━━━━━ Dataset records ━━━━━

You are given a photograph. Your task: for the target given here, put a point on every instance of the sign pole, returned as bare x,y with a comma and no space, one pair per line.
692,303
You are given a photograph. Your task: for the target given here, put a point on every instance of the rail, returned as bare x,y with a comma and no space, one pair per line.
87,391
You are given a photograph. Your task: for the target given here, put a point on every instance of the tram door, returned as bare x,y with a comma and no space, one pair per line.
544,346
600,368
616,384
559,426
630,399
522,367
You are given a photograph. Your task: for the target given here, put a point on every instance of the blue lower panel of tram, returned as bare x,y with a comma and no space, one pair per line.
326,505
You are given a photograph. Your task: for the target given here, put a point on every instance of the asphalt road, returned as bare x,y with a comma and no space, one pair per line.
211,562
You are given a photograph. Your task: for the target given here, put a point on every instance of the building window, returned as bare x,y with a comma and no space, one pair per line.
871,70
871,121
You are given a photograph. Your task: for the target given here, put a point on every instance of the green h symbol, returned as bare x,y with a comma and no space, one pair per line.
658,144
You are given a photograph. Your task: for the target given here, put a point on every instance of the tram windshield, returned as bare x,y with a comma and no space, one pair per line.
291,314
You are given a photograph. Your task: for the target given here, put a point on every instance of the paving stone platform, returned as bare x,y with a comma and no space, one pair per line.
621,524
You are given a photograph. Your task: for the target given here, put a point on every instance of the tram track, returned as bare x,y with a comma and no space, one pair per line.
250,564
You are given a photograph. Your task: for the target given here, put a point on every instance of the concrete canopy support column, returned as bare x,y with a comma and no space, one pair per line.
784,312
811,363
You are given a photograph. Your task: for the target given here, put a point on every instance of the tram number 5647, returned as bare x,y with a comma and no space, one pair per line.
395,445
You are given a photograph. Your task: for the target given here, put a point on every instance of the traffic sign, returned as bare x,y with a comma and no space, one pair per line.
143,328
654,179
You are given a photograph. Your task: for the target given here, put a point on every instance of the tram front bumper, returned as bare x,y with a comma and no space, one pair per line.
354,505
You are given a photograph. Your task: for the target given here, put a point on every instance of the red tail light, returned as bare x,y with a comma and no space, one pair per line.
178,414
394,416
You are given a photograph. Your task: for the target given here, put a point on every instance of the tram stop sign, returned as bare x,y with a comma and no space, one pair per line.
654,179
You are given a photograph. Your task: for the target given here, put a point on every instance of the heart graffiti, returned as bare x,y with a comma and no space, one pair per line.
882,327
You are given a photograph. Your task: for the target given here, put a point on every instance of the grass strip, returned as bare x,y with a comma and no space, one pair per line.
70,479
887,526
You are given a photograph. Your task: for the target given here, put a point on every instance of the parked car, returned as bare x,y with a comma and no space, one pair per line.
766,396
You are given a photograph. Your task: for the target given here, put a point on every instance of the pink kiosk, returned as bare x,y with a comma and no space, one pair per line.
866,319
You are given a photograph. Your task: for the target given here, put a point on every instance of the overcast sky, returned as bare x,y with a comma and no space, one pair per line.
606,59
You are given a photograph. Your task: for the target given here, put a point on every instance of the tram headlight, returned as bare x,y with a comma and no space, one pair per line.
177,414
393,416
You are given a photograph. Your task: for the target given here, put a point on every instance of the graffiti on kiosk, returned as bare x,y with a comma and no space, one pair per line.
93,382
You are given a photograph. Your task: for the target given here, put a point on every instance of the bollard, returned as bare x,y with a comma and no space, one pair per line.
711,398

━━━━━

Written request. Put into a numbered list only the lines of the records from the line containing "tram headlight, returned" through the end of the records, both ends included. Leave out any blank lines.

The output.
1. You are given a photograph. Your task: for the target given here, put a point on every instance of the tram headlight, returned as bare x,y with a comma and no space, one pair per line.
2. 177,414
3. 393,416
4. You are given a photograph. Your task: for the target given here, put a point on every instance of the graffiti on kiosk, returned as bare x,y with a comma and no space, one pair per line.
5. 93,382
6. You are given a photograph. Your task: for the target given here, put a point on every instance of the bollard, returned as bare x,y with a comma and no space, one pair per line.
7. 711,398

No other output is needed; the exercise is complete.